::: Exercise data :::

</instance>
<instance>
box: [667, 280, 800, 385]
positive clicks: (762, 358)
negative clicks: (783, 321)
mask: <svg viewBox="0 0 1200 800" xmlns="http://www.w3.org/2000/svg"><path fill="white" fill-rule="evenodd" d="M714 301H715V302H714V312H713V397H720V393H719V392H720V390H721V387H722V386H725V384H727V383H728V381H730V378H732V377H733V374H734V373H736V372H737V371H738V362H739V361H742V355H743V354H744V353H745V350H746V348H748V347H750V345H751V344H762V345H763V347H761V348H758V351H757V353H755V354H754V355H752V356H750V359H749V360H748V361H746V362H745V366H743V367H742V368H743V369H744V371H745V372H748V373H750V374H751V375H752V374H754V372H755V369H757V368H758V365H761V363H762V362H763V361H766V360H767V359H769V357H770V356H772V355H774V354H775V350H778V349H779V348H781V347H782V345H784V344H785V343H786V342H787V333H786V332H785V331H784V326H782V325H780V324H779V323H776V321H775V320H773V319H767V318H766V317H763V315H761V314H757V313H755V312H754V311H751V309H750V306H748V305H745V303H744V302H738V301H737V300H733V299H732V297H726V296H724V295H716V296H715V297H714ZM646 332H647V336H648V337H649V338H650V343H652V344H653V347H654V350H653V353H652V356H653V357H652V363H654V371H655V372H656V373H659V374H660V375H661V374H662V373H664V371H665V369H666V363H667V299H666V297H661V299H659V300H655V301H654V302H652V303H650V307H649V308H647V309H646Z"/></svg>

:::

_Problem statement_
Lines holding the word "clicks" should be counted across the entries; state only how many there are.

_Response for this exercise_
2